* Written instruction *
Repeat word for word everything from the line containing "the tree canopy?" to the end of the listing, first and last lines included, and only that.
======
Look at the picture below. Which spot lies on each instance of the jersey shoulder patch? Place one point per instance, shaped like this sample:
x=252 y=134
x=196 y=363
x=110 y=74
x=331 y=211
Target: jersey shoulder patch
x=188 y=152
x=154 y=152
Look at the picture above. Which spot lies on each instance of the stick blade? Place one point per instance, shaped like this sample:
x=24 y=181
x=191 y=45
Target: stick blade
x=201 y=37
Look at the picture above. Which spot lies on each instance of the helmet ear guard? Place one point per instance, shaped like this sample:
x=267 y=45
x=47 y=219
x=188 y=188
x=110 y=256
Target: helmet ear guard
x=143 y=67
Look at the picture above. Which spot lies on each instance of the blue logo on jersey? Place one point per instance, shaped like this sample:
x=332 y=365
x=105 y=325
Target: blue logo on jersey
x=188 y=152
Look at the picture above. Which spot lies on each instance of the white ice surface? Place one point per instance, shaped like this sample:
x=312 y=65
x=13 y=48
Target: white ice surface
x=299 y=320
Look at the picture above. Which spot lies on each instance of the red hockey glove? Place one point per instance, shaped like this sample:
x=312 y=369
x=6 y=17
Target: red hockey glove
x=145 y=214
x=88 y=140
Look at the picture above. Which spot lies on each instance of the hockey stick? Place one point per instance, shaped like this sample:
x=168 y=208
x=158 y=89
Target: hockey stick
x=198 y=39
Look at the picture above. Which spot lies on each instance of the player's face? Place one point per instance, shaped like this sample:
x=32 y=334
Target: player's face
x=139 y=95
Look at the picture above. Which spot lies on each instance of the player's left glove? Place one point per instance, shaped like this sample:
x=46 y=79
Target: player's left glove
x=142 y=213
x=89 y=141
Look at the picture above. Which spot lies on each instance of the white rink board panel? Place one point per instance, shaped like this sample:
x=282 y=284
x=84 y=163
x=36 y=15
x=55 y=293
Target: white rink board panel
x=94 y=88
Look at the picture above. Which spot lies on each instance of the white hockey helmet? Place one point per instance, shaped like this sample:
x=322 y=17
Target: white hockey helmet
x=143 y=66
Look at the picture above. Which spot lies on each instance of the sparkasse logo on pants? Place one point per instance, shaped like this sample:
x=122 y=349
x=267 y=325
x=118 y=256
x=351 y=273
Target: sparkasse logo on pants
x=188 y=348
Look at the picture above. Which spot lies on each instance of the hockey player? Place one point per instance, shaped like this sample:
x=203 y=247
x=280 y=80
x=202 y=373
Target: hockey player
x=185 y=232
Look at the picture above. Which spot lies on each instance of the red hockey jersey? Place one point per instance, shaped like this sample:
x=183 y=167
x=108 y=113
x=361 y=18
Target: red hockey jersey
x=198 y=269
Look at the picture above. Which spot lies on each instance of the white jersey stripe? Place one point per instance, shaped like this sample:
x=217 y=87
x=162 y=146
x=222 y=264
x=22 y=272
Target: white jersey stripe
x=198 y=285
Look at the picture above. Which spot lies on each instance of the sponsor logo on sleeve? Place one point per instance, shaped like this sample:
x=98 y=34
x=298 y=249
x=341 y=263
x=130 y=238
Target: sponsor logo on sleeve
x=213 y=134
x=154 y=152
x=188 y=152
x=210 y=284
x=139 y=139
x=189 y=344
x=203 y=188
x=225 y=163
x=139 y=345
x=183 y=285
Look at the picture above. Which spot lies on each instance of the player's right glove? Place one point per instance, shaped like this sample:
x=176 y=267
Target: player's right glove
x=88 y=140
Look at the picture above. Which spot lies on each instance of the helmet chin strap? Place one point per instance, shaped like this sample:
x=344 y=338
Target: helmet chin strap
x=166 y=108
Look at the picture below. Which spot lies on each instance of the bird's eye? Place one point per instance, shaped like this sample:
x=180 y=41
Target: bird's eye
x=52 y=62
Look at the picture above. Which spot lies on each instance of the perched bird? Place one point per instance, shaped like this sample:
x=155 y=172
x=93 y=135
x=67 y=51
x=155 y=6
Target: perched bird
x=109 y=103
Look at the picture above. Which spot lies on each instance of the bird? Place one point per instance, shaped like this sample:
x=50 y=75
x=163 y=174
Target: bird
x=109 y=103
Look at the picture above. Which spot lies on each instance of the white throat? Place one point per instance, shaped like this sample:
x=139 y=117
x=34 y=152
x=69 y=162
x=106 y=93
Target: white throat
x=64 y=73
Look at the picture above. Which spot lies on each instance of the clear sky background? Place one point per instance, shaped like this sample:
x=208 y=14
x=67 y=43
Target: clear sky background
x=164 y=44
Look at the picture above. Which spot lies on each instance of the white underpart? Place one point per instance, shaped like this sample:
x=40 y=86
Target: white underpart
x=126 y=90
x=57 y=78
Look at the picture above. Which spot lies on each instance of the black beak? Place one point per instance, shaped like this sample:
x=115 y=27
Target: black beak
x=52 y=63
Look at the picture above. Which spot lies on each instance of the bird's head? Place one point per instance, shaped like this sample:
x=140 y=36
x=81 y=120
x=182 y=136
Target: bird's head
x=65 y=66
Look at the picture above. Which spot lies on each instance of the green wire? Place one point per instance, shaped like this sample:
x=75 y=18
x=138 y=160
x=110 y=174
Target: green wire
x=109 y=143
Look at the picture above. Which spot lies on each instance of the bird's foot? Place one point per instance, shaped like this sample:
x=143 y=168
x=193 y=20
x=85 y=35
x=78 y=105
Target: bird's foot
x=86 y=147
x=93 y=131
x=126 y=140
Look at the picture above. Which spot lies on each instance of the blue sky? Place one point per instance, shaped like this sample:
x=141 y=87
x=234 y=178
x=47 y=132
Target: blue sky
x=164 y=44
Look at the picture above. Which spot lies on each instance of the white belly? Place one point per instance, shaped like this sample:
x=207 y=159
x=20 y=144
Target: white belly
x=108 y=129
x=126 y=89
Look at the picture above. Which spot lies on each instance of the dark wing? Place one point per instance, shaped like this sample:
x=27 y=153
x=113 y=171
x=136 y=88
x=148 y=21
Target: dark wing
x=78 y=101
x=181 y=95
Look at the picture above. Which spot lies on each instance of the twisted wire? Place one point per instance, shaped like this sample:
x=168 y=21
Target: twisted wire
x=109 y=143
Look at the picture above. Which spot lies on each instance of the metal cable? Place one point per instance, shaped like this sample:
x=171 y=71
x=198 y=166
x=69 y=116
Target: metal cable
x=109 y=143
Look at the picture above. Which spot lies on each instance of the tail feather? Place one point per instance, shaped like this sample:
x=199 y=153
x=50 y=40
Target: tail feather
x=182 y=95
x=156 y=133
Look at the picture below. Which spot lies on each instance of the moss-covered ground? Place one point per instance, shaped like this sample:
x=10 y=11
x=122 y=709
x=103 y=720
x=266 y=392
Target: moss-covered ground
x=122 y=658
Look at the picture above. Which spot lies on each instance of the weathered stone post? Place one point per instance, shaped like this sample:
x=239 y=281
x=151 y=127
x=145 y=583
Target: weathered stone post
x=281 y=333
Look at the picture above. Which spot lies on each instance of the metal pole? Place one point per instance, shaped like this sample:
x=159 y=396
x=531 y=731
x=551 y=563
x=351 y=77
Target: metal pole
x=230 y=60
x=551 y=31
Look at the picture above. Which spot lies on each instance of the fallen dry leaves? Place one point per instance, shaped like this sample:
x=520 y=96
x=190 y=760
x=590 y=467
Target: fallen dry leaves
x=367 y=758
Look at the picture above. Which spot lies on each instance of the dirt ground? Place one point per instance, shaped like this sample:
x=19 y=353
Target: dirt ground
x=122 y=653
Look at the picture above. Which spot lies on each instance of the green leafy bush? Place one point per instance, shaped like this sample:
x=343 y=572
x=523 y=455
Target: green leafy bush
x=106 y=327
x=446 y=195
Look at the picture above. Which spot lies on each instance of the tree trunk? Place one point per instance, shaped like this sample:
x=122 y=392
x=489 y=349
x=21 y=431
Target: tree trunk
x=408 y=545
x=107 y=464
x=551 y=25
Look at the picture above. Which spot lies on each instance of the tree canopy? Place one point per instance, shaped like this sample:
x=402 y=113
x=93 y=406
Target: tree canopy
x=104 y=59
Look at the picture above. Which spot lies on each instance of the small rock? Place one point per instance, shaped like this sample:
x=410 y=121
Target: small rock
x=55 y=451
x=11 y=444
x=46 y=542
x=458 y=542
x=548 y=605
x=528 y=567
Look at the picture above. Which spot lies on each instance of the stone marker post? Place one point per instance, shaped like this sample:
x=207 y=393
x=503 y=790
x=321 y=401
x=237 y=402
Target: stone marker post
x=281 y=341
======
* Reply *
Look at the picture above. Which spot lies on each instance of the tree canopy? Place one point per instance, shaped like this sample:
x=402 y=113
x=93 y=406
Target: tree canopy
x=104 y=59
Look at the picture above. Which spot lies on each instance of the small rock? Place one point per instance, shaped like this sample:
x=410 y=121
Target: small rock
x=55 y=451
x=11 y=444
x=46 y=542
x=458 y=542
x=548 y=605
x=528 y=567
Look at the picture above. Which spot lies on each instance of the stone marker post? Place one point per instance, shaped like this sample:
x=207 y=393
x=503 y=790
x=321 y=401
x=237 y=402
Target: stone marker post
x=281 y=341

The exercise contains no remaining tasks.